*What you have to do*.
Convert every line of the listing below into a numbered list, omitting any blank lines. Leave the pictures out of your answer.

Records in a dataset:
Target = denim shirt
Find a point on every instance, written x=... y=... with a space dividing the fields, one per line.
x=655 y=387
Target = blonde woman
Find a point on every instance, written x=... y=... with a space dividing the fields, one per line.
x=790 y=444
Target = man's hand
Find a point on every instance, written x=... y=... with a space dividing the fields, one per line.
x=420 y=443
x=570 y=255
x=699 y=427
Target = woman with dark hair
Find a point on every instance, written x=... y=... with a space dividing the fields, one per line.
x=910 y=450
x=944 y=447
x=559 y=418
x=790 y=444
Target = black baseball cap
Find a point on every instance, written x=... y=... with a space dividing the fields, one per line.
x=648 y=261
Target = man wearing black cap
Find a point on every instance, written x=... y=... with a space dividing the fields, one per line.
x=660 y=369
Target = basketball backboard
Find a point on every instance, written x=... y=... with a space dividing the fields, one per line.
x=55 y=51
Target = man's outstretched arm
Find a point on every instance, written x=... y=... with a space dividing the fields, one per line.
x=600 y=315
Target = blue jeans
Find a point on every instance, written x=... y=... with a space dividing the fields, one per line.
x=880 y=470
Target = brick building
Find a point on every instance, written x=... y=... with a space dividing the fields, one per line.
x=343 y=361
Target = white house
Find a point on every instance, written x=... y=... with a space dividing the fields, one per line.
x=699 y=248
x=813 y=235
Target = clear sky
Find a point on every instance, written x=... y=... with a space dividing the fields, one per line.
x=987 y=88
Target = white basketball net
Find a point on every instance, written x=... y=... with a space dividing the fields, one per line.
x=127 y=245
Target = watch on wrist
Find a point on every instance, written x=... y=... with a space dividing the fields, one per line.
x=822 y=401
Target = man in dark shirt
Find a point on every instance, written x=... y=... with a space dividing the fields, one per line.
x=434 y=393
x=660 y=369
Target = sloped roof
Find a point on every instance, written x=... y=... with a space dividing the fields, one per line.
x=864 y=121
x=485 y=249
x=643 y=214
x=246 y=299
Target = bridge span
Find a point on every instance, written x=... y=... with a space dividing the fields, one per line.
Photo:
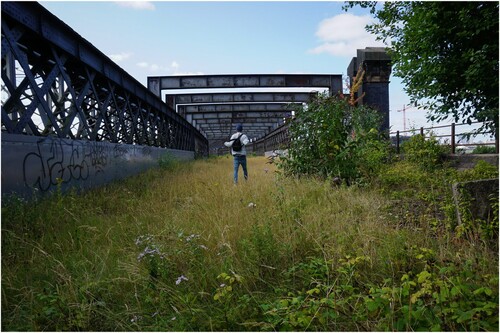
x=71 y=117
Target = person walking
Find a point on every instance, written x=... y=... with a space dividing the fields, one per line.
x=237 y=142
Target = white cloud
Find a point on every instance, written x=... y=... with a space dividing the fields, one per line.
x=140 y=5
x=120 y=57
x=343 y=34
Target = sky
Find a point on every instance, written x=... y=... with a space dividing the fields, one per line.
x=160 y=38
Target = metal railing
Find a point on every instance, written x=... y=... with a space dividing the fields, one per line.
x=57 y=84
x=452 y=136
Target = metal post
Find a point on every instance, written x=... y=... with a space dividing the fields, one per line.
x=397 y=142
x=453 y=138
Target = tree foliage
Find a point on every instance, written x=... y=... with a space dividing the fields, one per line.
x=446 y=53
x=332 y=138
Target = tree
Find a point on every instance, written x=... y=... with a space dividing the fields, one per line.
x=446 y=54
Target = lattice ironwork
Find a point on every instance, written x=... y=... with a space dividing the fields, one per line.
x=54 y=83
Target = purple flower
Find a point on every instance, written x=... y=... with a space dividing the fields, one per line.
x=180 y=279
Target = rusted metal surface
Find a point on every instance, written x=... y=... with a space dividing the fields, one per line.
x=251 y=97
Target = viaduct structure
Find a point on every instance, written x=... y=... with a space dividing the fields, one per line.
x=72 y=118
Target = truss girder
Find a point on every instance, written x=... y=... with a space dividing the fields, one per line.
x=239 y=94
x=55 y=83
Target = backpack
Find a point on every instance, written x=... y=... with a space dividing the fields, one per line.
x=237 y=146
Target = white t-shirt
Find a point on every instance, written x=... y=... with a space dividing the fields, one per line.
x=244 y=142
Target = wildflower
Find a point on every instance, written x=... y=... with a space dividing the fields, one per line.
x=151 y=251
x=180 y=279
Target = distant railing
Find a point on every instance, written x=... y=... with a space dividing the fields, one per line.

*Answer for the task*.
1. Target = denim shirt
2. Find a point on every instance, written x=... y=... with a space dividing the fields, one per line.
3. x=655 y=387
4. Target = blonde woman
5. Find a point on every instance, written x=... y=... with a space dividing the fields, one per line.
6. x=790 y=444
7. Target = man's hand
8. Find a point on every instance, written x=... y=... with a space dividing the fields, one per line.
9. x=420 y=443
10. x=570 y=255
11. x=699 y=427
12. Target = woman with dark hair
13. Find a point on every instance, written x=... y=... with a space dividing the fields, one per line.
14. x=910 y=450
15. x=944 y=447
16. x=559 y=418
17. x=790 y=444
18. Target = black baseball cap
19. Find a point on every instance, written x=... y=... with a space dividing the fields, one per line.
20. x=648 y=261
21. Target = man wearing black cap
22. Find a point on every instance, written x=... y=... with a space dividing the fields, one per line.
23. x=660 y=369
24. Target = basketball backboard
25. Find a point on every instance, written x=... y=... with a space dividing the fields, one per line.
26. x=55 y=51
27. Target = man's outstretched arm
28. Find a point on every instance, written x=... y=... with a space dividing the fields, one per line.
29. x=600 y=315
30. Target = blue jeans
31. Find a point on every instance, written x=... y=... with a space dividing the fields, one per line.
32. x=880 y=470
33. Target = brick building
34. Find a point on every instance, written x=... y=... with a space dividing the fields, one per line.
35. x=343 y=361
36. Target = white house
37. Find a point on every instance, written x=... y=... with a space dividing the fields, one per line.
38. x=699 y=248
39. x=813 y=235
40. Target = clear sky
41. Find a point on every instance, written x=... y=... with a space dividing the fields, one per line.
42. x=987 y=88
43. Target = white basketball net
44. Find a point on every instance, written x=... y=... with a space dividing the fields, one per line.
45. x=127 y=245
46. Target = watch on wrist
47. Find a point on every instance, written x=... y=... with a space dividing the fields, one per line.
48. x=822 y=401
49. Target = man in dark shirt
50. Find a point on every instance, written x=... y=... with a space dividing the fields, one per line.
51. x=434 y=393
52. x=660 y=369
53. Target = sloped roof
54. Find a point on every instance, written x=... y=... with a space dividing the fields, one per line.
55. x=864 y=121
56. x=485 y=249
57. x=643 y=214
58. x=246 y=299
59. Target = bridge span
60. Find a point on every instance, written x=... y=... with a space dividing the fields, one per line.
61. Photo:
62. x=71 y=117
63. Target = person walking
64. Find a point on every instance, written x=... y=... with a space dividing the fields, one per line.
65. x=237 y=142
66. Target = white cloud
67. Find a point on every instance, written x=... y=... with a space dividing the fields, one per line.
68. x=140 y=5
69. x=120 y=57
70. x=343 y=34
71. Target = sky
72. Find a point on every instance, written x=... y=... with a space dividing the fields, one per line.
73. x=160 y=38
74. Target = metal railing
75. Find a point on every instance, written x=... y=... with a space dividing the fields, one per line.
76. x=57 y=84
77. x=452 y=136
78. Target = metal post
79. Find a point on every instance, written x=... y=... with a space dividing the fields, one per line.
80. x=397 y=142
81. x=453 y=138
82. Target = tree foliage
83. Find a point on every instance, written x=... y=... with a space dividing the fields, one per line.
84. x=446 y=53
85. x=332 y=138
86. Target = tree
87. Find a point on every instance, written x=... y=... with a space dividing the fields, one per line.
88. x=446 y=54
89. Target = lattice ironwork
90. Find a point on every instance, written x=... y=... with a space dividing the fields, one per line.
91. x=54 y=83
92. Target = purple flower
93. Find a point on every instance, written x=... y=... with a space dividing the fields, one per line.
94. x=180 y=279
95. Target = rusted metal surface
96. Find a point on every instance, written x=... y=... with a space dividing the fields, one per line.
97. x=251 y=97
98. Target = viaduct structure
99. Find a point on every instance, written x=... y=... with a space dividing the fields, one per line.
100. x=72 y=118
101. Target = truss girder
102. Find a point on every instance, written x=... y=... with a space dividing the fields, one per line.
103. x=239 y=94
104. x=55 y=83
105. Target = backpack
106. Find a point on every instance, written x=... y=... with a space dividing the fields, one per line.
107. x=237 y=146
108. Target = white t-shirt
109. Find a point on every instance, written x=... y=... with a space dividing the fields, one per line.
110. x=244 y=142
111. Target = wildflower
112. Find a point on every instance, written x=... y=... with a space dividing the fields, one per line.
113. x=151 y=251
114. x=180 y=279
115. Target = distant railing
116. Find a point on every instance, written x=... y=... with a space dividing the fields, one per line.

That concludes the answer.